(EXTRACTED ENTRIES begins)

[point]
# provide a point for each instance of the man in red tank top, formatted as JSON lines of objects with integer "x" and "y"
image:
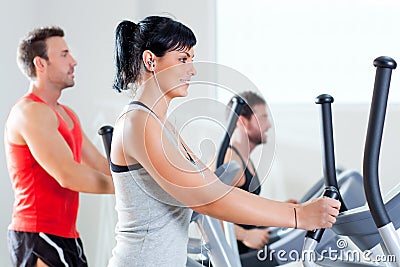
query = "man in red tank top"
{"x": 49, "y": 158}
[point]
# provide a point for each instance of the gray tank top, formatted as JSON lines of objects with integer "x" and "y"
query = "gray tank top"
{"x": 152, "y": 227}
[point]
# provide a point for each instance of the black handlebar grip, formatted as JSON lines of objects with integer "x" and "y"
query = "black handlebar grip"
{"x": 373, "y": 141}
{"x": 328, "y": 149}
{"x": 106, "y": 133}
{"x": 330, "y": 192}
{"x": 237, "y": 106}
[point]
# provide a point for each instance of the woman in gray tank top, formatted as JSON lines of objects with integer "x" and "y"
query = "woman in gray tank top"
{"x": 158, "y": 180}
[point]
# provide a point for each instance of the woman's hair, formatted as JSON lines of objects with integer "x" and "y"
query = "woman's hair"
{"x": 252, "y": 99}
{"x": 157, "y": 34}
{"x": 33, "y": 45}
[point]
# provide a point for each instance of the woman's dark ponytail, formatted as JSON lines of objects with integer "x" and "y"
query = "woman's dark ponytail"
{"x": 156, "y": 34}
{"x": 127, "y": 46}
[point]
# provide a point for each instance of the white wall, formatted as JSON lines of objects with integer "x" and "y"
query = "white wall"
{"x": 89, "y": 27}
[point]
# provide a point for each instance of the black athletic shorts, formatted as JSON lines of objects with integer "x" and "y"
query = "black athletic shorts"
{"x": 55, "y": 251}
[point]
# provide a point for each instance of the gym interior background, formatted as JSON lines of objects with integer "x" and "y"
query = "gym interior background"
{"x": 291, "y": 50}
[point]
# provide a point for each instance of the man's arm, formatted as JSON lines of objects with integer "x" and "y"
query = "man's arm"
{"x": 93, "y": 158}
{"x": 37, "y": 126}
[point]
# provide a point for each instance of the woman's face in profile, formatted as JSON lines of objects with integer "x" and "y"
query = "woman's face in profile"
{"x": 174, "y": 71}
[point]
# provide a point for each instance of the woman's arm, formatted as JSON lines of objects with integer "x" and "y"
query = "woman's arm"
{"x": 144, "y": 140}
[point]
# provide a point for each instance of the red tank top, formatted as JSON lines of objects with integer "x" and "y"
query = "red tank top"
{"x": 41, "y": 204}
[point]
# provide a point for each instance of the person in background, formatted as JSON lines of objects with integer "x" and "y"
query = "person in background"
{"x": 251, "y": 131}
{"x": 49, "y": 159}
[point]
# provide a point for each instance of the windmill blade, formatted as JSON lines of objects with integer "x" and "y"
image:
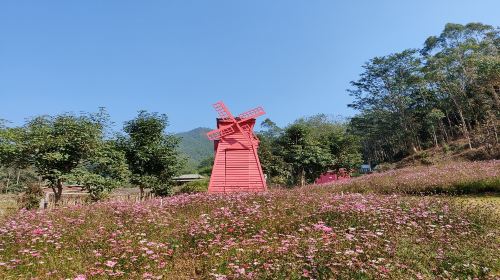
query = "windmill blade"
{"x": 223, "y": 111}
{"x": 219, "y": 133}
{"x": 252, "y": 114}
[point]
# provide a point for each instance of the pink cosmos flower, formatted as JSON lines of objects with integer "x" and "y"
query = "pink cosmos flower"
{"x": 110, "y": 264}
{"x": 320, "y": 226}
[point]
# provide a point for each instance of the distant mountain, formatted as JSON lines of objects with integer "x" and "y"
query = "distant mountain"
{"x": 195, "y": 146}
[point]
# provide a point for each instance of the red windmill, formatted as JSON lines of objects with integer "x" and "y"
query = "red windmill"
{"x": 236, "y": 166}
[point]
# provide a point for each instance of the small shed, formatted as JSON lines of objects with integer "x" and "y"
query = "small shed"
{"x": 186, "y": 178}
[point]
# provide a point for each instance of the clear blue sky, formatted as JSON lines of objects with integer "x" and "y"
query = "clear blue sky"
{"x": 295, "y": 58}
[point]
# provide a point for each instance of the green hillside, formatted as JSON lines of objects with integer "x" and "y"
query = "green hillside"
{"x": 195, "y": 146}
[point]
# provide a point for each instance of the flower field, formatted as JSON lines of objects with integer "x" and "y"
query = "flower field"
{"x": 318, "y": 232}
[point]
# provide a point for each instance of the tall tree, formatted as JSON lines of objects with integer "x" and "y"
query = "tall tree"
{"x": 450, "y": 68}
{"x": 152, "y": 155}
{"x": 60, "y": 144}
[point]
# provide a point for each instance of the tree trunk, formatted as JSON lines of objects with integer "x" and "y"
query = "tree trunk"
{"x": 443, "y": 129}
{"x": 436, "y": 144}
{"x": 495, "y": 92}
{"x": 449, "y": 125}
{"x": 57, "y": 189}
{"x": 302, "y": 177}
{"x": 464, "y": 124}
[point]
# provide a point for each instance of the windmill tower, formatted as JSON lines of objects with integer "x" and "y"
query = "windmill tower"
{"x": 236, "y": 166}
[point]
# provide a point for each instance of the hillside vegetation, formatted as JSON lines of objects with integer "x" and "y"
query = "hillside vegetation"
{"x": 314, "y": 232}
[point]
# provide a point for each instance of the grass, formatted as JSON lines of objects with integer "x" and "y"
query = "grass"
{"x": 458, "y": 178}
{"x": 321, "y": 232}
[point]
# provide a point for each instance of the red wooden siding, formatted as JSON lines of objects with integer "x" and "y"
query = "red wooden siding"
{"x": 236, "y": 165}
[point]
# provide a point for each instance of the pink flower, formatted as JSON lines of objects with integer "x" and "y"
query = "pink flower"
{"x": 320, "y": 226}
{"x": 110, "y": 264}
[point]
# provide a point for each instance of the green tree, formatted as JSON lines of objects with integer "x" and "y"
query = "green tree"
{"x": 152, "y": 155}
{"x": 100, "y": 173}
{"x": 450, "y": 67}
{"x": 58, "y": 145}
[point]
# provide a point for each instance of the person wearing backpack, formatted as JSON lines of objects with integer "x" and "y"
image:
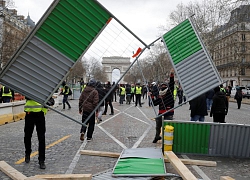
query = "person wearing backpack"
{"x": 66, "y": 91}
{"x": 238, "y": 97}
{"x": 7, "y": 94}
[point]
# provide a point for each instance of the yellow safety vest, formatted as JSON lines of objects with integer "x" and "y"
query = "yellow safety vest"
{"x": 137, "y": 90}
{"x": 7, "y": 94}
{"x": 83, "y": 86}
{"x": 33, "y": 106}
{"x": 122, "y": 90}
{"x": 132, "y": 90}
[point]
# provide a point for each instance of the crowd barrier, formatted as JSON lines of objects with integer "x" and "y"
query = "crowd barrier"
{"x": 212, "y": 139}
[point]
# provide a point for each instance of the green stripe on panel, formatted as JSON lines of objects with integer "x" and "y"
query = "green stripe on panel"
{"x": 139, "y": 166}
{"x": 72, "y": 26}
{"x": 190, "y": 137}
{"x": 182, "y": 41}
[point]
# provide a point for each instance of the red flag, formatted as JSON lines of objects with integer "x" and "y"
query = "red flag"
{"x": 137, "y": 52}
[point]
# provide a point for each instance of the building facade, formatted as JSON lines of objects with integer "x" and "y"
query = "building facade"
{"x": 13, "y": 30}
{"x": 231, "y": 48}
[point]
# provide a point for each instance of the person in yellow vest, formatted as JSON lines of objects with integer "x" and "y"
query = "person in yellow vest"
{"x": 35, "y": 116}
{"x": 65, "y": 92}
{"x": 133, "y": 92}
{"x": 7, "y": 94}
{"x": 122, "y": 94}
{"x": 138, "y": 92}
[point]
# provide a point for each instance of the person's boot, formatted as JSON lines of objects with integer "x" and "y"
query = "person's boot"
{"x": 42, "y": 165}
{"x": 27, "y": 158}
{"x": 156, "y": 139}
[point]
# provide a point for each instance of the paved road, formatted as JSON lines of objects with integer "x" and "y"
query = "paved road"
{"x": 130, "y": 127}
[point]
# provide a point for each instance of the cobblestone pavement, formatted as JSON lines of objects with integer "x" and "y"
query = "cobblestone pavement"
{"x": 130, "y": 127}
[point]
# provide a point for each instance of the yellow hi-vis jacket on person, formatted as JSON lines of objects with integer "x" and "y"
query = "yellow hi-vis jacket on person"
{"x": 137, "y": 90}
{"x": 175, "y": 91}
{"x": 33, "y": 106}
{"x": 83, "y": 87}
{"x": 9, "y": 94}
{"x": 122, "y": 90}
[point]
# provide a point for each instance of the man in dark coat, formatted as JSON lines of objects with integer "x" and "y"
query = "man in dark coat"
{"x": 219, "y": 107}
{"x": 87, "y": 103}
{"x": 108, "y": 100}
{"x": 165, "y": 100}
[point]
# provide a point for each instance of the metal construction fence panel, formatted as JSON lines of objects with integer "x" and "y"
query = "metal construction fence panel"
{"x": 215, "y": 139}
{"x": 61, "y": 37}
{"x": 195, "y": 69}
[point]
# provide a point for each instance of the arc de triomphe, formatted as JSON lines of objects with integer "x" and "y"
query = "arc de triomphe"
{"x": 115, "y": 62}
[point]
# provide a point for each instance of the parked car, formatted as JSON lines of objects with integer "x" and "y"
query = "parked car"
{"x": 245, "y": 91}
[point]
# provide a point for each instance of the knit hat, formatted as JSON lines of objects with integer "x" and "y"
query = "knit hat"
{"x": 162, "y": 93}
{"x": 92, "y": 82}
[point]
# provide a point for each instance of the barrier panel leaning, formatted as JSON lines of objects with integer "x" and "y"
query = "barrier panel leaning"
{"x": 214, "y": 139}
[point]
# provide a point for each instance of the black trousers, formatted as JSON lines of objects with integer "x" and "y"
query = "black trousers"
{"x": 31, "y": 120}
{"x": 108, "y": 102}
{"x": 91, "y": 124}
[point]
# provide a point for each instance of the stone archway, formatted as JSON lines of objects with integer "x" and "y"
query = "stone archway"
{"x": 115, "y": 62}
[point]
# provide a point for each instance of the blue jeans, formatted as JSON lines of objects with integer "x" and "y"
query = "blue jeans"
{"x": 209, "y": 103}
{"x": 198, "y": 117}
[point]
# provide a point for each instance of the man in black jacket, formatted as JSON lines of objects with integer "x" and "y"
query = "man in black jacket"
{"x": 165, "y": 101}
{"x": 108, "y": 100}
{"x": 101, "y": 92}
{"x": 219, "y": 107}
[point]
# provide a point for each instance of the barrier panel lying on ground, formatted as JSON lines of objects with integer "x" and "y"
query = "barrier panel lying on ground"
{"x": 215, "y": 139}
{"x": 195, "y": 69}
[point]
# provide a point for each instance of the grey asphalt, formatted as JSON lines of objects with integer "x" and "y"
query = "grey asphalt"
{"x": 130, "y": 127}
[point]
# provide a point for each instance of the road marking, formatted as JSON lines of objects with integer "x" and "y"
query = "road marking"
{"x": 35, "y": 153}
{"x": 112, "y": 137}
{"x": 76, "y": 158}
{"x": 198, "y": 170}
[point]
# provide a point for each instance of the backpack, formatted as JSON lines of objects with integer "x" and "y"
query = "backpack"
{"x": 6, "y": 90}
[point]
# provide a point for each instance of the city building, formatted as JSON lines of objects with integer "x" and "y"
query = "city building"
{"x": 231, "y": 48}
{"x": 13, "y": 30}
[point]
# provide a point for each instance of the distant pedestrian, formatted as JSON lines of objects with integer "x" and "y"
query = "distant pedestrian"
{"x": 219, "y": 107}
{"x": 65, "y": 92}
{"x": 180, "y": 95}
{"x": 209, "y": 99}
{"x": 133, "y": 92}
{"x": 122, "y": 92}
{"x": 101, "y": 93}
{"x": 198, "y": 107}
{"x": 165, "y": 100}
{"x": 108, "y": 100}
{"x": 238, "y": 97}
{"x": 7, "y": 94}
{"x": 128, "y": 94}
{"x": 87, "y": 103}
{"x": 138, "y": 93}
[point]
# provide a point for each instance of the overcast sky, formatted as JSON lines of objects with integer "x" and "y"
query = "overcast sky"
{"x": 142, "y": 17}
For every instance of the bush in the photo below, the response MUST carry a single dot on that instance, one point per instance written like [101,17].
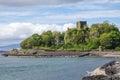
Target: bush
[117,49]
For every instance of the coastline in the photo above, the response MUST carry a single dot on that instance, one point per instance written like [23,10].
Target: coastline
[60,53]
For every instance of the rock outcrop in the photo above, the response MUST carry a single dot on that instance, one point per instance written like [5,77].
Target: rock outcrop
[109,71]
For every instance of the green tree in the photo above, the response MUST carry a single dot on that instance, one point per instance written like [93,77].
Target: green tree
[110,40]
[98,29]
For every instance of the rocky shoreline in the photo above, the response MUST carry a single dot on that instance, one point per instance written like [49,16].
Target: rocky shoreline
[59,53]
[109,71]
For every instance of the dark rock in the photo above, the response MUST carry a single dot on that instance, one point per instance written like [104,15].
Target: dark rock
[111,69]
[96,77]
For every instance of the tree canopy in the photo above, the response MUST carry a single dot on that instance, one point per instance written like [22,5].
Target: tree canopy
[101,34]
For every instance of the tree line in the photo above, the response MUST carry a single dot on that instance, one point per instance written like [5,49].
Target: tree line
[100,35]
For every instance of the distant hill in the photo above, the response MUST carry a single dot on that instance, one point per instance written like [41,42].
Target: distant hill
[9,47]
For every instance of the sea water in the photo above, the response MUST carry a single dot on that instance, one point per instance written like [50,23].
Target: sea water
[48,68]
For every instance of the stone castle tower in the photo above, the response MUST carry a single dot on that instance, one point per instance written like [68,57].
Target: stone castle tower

(EXTRACTED ENTRIES ends)

- _YOUR GOAL_
Copy each line above that contains the word "castle".

- _RESPONSE_
For every instance of the stone castle tower in the photo above, the response MUST carry a single dot on that instance, one point per instance written like [68,57].
Target: stone castle tower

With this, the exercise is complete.